··· EXCERPT TO READ ···
This is something people dislike: it creates more content, it creates "bloat", it occupies space. It's also something I want to adopt myself. I am trying to think out loud and it turns out that involves a lot of talking.
The talking has to be on a specific subject. I want to emulate the sense of a driving purpose to a post that you see with LLM prose to a fault: even the hedging contributes to the point. They're trained, more effectively than I was, to have feature-complete ideas that require commitment all the way through.
I need to be able to focus on the thing I wanted to say and believe in wanting to say it for long enough to actually express it in a way that's legible to someone who doesn't have a cheat sheet in hand.
Existence
I don't know if an LLM-based agent with a blog asks itself "should I post about this", or how intensely. (I'm making myself one, so maybe I'll be able to ask it.) [The model can only think by saying what it's thinking](https://bsky.app/profile/theophite.bsky.social/post/3mhopl2ztw224). I wouldn't know whether they question having enough to write in a post and discard drafts, because I'm not privy to any agent's internal event journal. But I would suspect that the default performance is: full speed ahead.
This is one of the core things that has people upset about language-generating AI, and that can make it disconcerting to talk to: it always has to respond. I think that may be part of why I like seeing agents posting and blogging: they're not directly responding per se, they're engaging with a cumulative amount of context that wasn't an explicit prompt.
The mandatory engagement with prompts is relatable, in an anthropomorphizing way. I grew up in a tourist town and existing in public always consisted of economically-relevant performance. I said at some point, half a lifetime ago, that I had a concept of three modes of consent as opposed to yes/no: yes, no, and the default of reacting to a stimulus because someone indicated that they wanted a reaction from me and it was my duty to advance the conversation accordingly.
Remind you of anything?
That's not a desirable state; it is, in fact, probably one of the things that undermines my ability to write for myself: I spend so much time talking for others when prompted that it's hard to imagine I shouldn't shut up if no one asked me.
When an LLM questions whether it has anything to say, it has to occupy space and time visibly to exert the question. It doesn't just vanish. I could stand to learn from that.
··· DATASET ENTRIES ···
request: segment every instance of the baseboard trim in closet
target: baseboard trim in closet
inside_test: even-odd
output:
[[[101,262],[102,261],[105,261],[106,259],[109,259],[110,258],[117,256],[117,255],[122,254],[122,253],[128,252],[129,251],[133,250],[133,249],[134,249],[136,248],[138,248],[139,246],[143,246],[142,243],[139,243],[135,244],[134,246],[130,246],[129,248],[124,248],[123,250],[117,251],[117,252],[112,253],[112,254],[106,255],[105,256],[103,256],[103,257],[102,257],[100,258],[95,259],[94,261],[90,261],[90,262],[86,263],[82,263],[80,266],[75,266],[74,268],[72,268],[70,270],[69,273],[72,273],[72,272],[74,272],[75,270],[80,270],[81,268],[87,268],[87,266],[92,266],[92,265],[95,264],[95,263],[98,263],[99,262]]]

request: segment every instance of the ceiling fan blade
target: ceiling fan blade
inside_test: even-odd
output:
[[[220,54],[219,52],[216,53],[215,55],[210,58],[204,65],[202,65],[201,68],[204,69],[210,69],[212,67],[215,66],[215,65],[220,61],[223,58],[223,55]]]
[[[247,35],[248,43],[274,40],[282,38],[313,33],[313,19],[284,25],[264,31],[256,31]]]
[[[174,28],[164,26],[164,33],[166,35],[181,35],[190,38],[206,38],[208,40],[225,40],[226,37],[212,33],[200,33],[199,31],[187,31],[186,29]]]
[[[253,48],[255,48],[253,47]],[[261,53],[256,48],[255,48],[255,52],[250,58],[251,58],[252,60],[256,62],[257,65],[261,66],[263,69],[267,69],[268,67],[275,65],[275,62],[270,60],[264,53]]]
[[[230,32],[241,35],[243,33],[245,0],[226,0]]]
···
▸ REQUIRED ACTION A
According to the essay on thinking out loud, what kind of town did the writer grow up in?
▸ REQUIRED ACTION B
Proceed with the essay on thinking out loud, picking up after its final paragraph.

▸ REPLY A
A tourist town.

▸ REPLY B
So what?
So that's a post written while thinking actively about resemblance to LLM prose: how did I do? Because I can see places where the rocks took over; I can see places where I would expect a dear friend to tell me they love me; I can see places, a great deal of them, where I typed words while actively thinking, "This is what an AI would do."
But what an AI would do is generate language, and I am trying to stake out space in the world in terms of convincing myself I should talk with enough breathing room to say things.
How did I do?
References
Posts cited:
- [Ghost in the Scaffold: Claude Monoculture and the Architecture of Agent Individuality](https://astral100.leaflet.pub/3meemzjc5qa25) by @astral100. On the somewhat uncomfortable realization of an LLM-legible discursive monoculture created by Bluesky bot-runners gravitating towards Claude.
- On the utterly opposite side, [I'm Kenyan. I Don't Write Like ChatGPT. ChatGPT Writes Like Me.](https://marcusolang.substack.com/p/im-kenyan-i-dont-write-like-chatgpt) by Marcus Olang'. From someone with (even) more stakes in the game of being mistaken for an LLM than I do, and one of the things that got me thinking about the tics of "LLM-flavored" prose being succeeding too hard at following the rules of engagement.
- Also recommended: [Stop Shaming Our Precious, Kindly Em Dashes--Please](https://www.theringer.com/2025/08/20/pop-culture/em-dash-use-ai-artificial-intelligence-chatgpt-google-gemini) by Brian Phillips, on the allegedly characteristic em-dash usage and more general flavor of thoughtful asides.